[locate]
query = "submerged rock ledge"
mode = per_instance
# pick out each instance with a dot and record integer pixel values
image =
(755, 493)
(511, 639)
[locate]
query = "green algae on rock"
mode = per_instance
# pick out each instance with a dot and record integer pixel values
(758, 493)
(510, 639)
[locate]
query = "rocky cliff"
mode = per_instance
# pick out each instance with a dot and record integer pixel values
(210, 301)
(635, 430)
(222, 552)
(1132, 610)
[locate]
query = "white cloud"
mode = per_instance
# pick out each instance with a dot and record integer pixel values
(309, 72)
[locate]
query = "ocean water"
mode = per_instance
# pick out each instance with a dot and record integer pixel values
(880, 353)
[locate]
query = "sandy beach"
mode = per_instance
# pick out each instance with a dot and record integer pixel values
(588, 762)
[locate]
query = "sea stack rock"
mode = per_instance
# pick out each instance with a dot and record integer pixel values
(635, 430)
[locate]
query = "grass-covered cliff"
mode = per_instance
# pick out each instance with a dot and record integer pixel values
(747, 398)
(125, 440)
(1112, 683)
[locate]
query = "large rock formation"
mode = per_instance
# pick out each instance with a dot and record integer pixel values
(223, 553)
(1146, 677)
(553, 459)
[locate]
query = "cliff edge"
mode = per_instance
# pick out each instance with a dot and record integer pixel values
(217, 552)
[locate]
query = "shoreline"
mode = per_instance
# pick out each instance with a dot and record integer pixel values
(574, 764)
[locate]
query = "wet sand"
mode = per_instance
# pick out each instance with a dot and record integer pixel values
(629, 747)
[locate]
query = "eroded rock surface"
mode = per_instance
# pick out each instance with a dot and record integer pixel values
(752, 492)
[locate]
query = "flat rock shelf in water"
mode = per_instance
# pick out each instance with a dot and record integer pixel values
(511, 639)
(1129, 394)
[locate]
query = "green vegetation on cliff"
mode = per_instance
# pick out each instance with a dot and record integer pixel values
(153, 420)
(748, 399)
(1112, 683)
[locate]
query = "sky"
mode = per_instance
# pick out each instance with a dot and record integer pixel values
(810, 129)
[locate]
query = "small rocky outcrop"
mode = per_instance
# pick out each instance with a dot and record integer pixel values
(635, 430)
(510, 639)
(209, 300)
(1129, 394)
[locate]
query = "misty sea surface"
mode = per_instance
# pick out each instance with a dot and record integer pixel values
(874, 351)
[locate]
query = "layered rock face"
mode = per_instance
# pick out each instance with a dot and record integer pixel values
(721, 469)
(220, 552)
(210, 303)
.....
▶ **Exercise directions**
Write the entries again, exactly as they stand.

▶ **The response**
[locate]
query = "submerged rock ledge"
mode = per_instance
# pick out each instance with a dot and record integer pixel values
image =
(755, 493)
(511, 639)
[locate]
query = "green algae on rock"
mode = per_instance
# pick out each instance with a dot and record integer pixel values
(758, 493)
(510, 639)
[locate]
query = "rocky cliff"
mode = per_instance
# pick out each instance with a dot and record integer pixel values
(210, 301)
(635, 430)
(222, 552)
(1132, 610)
[locate]
query = "white cloud"
mode = per_instance
# pick out each instance with a dot and record integer pixel values
(309, 72)
[locate]
query = "ocean water"
mode = per_instance
# pick out each instance with a dot and record integer pixel values
(880, 353)
[locate]
query = "sandy beach"
mode = per_instance
# pick out each instance with a dot and record integer pixel values
(588, 762)
[locate]
query = "sea stack rock"
mode = per_instance
# pick out each instance with a dot and record integer pixel values
(635, 430)
[locate]
query = "grass-covered cliff"
mode = per_instance
# pick out each instance with a dot and record integer pixel values
(747, 398)
(125, 440)
(1112, 683)
[locate]
query = "large rock formation"
mode = per_instance
# pick out each instance with a dot and record integer pixel values
(223, 553)
(1146, 677)
(553, 459)
[locate]
query = "cliff edge"
mode = per_instance
# pick out each instance with a dot and record integer pixel values
(217, 552)
[locate]
query = "shoreline"
mode = per_instance
# pick out each instance with a dot and record integer pixel values
(574, 764)
[locate]
query = "wet sand"
mode = per_instance
# pick out each instance with a dot and record integer pixel values
(629, 747)
[locate]
query = "eroded rock surface"
mode = per_instance
# pick out each instance with a dot and record integer pixel values
(752, 492)
[locate]
query = "flat rock shelf in water"
mode = per_instance
# pick out each instance with a dot and record integer pixel values
(511, 639)
(1129, 394)
[locate]
query = "green vegetation on cliff"
mode = per_instance
# pick out each instance with a dot and record integer pixel values
(153, 420)
(748, 399)
(1112, 683)
[locate]
query = "sky"
mode = per_instance
# pick out each instance with a dot and record integer pixel values
(810, 129)
[locate]
query = "small rocky outcrop"
mode = per_instance
# pick out each instance with a dot and record integer pixel values
(635, 430)
(510, 639)
(209, 300)
(1129, 394)
[locate]
query = "misty sea surface"
mode = per_instance
# pick out each instance with a dot and record integer pixel values
(874, 351)
[locate]
query = "layered rock face"
mode = per_instance
# pick out each instance with a dot and record integer pixel values
(721, 469)
(220, 552)
(210, 303)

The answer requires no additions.